**HOW TO COMPLETE THIS TASK**
From the entries below, copy each line in which the word "petal" occurs.

**PROVIDED MATERIAL**
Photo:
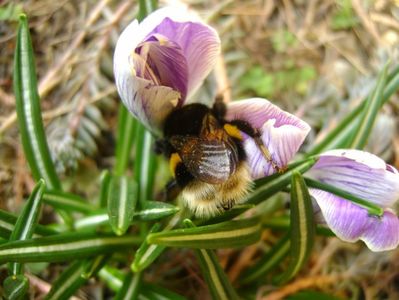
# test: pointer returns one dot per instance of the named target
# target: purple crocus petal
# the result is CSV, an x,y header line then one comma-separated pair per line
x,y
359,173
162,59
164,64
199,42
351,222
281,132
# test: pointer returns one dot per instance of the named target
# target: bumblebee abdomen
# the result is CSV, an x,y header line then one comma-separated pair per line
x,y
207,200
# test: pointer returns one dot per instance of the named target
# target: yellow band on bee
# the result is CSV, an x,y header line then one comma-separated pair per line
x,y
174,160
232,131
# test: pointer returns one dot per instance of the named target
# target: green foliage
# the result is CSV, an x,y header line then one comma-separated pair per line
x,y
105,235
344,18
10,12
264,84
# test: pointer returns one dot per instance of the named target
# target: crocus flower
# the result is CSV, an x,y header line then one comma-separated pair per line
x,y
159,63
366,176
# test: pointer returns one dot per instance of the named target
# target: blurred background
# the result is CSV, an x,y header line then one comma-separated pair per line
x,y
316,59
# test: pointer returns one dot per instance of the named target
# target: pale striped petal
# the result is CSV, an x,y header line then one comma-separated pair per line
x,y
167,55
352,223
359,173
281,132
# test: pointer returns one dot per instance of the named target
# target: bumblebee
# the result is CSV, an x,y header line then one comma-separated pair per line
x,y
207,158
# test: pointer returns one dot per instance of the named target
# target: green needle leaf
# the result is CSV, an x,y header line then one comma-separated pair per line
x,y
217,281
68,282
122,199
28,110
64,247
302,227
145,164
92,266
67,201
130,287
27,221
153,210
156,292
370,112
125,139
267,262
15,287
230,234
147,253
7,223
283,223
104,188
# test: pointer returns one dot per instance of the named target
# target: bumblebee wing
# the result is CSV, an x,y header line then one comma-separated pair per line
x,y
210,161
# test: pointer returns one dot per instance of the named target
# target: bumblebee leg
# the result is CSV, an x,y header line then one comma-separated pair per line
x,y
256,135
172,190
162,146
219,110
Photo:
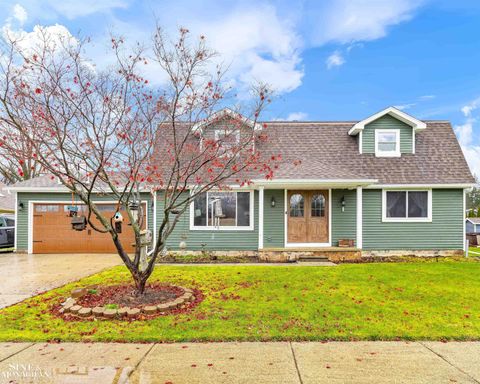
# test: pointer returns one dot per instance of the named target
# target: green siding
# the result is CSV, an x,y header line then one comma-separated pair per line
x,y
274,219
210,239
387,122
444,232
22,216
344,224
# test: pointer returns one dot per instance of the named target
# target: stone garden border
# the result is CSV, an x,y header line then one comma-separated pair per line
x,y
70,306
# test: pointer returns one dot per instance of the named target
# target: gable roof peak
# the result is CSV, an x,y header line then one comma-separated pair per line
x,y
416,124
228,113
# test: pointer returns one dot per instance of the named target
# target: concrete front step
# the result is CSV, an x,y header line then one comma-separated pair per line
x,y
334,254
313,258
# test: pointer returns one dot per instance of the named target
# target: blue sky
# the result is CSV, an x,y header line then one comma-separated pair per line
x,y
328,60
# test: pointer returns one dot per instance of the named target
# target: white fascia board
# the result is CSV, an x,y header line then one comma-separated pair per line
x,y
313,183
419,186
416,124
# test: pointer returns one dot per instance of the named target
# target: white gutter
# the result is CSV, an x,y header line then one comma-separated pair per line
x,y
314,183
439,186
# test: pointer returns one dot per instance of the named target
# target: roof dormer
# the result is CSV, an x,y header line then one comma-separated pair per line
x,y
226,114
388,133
--
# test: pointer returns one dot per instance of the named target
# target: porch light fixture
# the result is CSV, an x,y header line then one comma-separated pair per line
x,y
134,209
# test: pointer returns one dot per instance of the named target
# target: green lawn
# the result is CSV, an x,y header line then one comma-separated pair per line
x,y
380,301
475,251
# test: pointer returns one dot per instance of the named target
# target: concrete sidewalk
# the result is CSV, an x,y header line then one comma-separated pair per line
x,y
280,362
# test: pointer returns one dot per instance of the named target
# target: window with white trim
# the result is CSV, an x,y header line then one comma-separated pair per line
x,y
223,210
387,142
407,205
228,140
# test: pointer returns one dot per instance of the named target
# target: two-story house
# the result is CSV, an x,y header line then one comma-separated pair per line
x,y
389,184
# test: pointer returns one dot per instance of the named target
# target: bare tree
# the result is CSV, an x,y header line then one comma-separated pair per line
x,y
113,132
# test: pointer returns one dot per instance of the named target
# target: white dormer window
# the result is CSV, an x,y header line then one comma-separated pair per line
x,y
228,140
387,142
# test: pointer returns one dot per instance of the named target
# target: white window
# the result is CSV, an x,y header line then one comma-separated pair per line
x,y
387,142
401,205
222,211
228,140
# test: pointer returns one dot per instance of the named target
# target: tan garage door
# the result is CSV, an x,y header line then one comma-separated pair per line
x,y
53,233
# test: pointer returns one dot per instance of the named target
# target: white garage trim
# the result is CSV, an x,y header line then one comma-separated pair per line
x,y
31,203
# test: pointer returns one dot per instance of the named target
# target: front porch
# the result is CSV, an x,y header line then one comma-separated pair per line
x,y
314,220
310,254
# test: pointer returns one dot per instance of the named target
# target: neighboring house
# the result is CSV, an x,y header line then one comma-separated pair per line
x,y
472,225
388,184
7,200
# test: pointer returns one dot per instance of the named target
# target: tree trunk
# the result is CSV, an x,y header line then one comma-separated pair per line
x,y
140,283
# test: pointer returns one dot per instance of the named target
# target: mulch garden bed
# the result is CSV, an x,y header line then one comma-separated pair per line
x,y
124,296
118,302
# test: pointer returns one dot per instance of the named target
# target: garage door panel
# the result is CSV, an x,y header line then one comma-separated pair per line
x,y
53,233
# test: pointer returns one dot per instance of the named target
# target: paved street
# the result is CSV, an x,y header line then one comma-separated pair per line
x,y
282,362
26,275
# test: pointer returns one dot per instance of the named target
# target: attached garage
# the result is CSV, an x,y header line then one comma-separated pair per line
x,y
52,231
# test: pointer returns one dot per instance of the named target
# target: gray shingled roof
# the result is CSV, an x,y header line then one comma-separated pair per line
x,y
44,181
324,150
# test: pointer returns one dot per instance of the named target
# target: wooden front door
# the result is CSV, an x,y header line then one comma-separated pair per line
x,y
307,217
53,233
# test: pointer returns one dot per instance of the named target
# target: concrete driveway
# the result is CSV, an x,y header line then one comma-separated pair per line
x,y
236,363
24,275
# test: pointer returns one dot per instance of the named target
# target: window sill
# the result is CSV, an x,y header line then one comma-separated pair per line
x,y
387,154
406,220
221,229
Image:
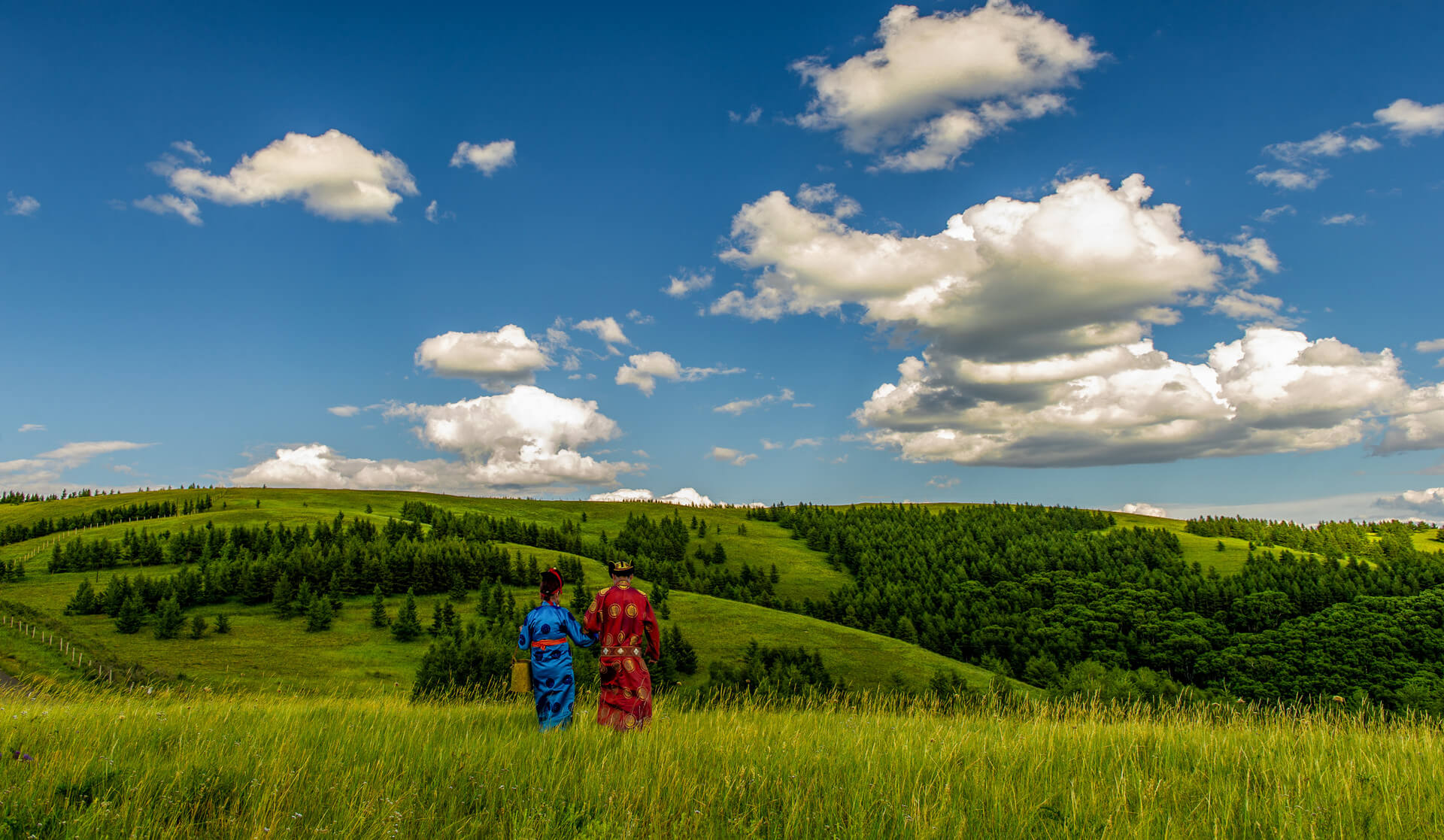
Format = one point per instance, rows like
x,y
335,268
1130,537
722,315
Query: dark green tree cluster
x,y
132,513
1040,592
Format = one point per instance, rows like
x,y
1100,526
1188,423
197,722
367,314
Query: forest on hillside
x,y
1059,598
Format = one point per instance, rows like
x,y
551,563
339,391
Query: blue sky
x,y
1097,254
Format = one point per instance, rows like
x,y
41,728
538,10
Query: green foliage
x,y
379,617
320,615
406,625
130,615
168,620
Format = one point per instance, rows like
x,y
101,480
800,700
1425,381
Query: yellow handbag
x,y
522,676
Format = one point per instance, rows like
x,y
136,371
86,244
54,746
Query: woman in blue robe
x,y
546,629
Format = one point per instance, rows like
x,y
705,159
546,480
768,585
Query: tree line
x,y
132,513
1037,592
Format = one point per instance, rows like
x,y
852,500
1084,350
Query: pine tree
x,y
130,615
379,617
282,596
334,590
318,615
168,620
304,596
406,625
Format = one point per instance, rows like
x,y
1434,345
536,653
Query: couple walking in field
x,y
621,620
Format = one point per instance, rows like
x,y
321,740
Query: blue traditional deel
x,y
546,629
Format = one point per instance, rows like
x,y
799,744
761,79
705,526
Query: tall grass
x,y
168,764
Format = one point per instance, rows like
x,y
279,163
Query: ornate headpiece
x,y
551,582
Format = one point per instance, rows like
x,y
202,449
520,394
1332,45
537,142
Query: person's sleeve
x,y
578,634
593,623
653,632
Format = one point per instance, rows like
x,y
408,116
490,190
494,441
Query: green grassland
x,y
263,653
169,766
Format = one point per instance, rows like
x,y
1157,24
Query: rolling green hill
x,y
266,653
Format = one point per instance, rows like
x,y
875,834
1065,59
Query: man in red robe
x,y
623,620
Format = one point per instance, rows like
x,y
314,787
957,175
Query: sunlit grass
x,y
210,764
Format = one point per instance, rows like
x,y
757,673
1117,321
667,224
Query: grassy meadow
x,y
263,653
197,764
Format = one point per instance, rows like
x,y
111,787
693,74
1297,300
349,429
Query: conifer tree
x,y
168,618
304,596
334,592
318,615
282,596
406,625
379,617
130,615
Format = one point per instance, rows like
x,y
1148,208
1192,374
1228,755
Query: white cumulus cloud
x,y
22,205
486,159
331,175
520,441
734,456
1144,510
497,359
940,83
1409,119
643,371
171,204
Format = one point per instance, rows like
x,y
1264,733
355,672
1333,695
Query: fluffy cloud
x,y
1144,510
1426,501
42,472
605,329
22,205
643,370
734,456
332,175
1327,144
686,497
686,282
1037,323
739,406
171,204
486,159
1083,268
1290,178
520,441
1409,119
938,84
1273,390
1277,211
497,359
* * *
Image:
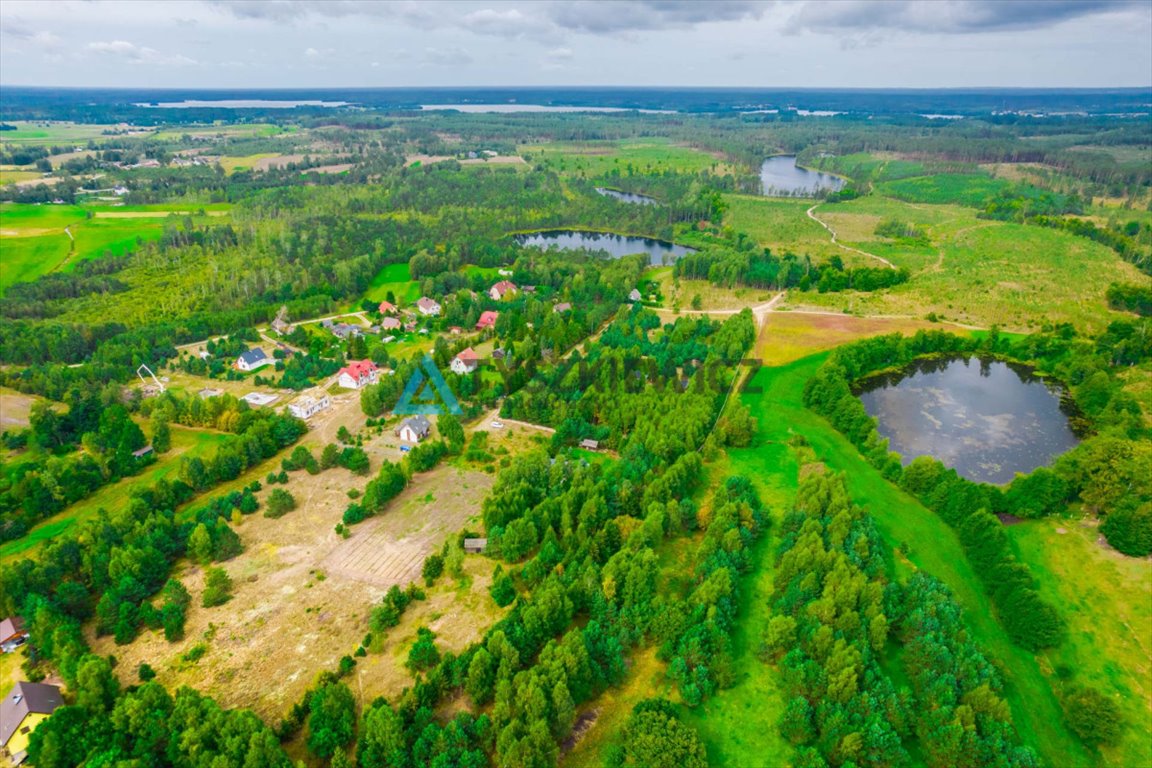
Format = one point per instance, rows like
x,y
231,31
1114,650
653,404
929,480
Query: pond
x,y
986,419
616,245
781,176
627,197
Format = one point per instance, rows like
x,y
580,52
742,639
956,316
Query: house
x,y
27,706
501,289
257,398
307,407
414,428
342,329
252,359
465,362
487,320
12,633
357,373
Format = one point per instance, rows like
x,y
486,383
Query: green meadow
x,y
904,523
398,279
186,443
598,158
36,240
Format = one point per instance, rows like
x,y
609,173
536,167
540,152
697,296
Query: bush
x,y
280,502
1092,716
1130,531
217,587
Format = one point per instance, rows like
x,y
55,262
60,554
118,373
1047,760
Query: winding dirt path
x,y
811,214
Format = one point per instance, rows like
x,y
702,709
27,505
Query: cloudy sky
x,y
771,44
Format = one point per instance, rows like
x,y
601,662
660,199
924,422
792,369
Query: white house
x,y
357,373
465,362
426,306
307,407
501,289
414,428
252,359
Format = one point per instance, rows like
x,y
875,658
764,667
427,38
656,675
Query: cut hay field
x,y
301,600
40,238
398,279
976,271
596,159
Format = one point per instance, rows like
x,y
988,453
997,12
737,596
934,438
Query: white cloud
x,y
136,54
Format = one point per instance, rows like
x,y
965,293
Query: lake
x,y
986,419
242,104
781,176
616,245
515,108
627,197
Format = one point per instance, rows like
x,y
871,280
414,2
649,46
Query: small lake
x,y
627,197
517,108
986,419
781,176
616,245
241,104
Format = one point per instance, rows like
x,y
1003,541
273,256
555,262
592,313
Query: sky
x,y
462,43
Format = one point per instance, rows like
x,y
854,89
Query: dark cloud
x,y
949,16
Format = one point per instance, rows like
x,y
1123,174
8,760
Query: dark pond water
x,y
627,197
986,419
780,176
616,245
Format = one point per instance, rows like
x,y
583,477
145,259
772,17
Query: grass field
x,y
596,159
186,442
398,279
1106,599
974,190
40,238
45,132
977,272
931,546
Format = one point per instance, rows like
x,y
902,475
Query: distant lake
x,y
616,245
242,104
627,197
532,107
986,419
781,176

**WRITTEN ANSWER**
# target: purple crocus petal
# target: pale striped petal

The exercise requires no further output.